SOURCE EXTRACT:
>> Begin
Wide receiver Auden Tate, the last of the Bengals' three seventh-round draft choices of a few years ago, has always had the popularity of a first-round pick when it comes to wowing the fans with the 6-5, 230-pounder's monstrous Velcro hands at those Paul Brown Stadium training camps.
Here's another reason to cheer for him after he used those hands to give rather than snatch-and-grab.
Late Sunday afternoon he got a text from one of his workout buddies in his hometown of Tampa, Fla., Bills wide receiver Ray-Ray McCloud. An hour later he had gloved his golden hands to pick up shards of glass, chunks of ceilings and bits of doors with McCloud and another Tampa guy, Colts cornerback Isaiah Rodgers.
"There were about 10 of us. Ray-Ray's cousin gave us some garbage bags and then some other people came over to help us. There were about 20, 25 of us," Tate said Monday.
Tate had just emerged from his daily Zoom meetings with quarterback Joe Burrow ("He's a rookie in name but he doesn't come off like a rookie") along with the other quarterbacks and wide receivers when he talked about his efforts to clean up a strip mall near the University of South Florida campus hit by Saturday night looting.
"I didn't want to sit still. There's so much stuff going on. You don't want to sit still," Tate said. "You want to do something instead of just sitting and watching on Twitter or something."
Tate and his friends sifted through the husk of Champs Sports, a sporting goods store. They also went next door to the Saigon Bay Vietnamese Restaurant, which also suffered damages.
"Everything was burned out," Tate said.
McCloud's text came at an opportune time. Tate had just left that day's service at the Force of Life Church in North Tampa, where he heard the sermon from the pastor. His father.
>> End
DATA LINES:
>> Begin
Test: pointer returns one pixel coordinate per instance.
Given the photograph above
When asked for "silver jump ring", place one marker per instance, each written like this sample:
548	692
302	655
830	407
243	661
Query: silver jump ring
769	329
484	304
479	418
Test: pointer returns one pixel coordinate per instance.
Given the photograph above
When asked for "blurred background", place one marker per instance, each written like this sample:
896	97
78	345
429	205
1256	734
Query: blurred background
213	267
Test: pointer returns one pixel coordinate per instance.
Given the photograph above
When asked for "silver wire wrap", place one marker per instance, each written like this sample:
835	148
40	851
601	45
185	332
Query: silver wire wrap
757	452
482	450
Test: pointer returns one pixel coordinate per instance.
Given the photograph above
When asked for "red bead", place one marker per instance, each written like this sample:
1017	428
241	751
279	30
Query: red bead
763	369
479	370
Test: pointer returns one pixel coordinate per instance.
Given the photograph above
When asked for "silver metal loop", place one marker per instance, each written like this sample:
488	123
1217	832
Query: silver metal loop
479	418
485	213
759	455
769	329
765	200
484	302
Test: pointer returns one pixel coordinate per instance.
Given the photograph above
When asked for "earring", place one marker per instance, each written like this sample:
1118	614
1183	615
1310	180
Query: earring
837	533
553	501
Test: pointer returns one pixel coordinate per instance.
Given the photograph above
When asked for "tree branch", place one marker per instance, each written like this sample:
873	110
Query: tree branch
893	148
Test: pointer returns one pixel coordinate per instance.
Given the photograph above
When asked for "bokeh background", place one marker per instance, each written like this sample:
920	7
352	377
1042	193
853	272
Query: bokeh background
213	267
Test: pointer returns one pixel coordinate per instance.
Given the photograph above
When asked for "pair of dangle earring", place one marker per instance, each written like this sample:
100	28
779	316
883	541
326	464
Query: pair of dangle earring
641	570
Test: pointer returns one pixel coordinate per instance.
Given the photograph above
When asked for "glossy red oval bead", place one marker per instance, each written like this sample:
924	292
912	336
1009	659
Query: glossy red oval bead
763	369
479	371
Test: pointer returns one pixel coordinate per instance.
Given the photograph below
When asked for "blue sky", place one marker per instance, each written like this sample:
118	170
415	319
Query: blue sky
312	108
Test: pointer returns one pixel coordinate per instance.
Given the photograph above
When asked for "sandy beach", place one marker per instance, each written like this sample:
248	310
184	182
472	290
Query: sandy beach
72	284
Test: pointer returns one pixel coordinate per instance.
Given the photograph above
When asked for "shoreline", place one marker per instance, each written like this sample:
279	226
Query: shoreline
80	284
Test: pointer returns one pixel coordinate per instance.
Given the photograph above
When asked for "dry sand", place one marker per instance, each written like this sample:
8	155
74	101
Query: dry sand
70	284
>> End
WHAT IS ASKED:
a) Please list every football player named in the article about Auden Tate's cleanup effort.
b) Extend the article about Auden Tate's cleanup effort from its final sentence with a few more paragraphs.

RESULTS FOR THE EXERCISE:
a) Auden Tate, Ray-Ray McCloud, Isaiah Rodgers, Joe Burrow

b)
"We've always preached responsibility starts with a person. Not outside of them," Heanon Tate said of his most recent sermon. "We challenged everybody to take their goodwill and put it to use for more than just posting and talking about things and actually be a solution."
Or as his son remembered it: "He talked about leaving this a better place than we found it."
Heanon Tate is a story in himself. He's also a former athlete (he won five conference titles in the 110 hurdles) at South Carolina State and the University of South Carolina) as well as a singer and actor who had a six-month run Off Broadway ("The Wizard of Education") as well as gigs in a couple of TV series, "Homeland," and "Army Wives." He doesn't have the lead in "The Preacher," but he's got a significant role in the series he hopes is picked up in 2021.
But those aren't his favorite roles.
"Most little boys dream about being professional athletes," Heanon Tate said. "I dreamt about having a family. That was my biggest goal in life."
At 48, he did it so well he's doing it again. Auden Tate's younger sister is running track this fall at Texas Tech and last year his parents adopted siblings four and seven years old.
They were three of the things Auden Tate was thinking about as he walked out of church Sunday.
"I've got a younger brother and sisters and I've got to leave it better for them," Tate said.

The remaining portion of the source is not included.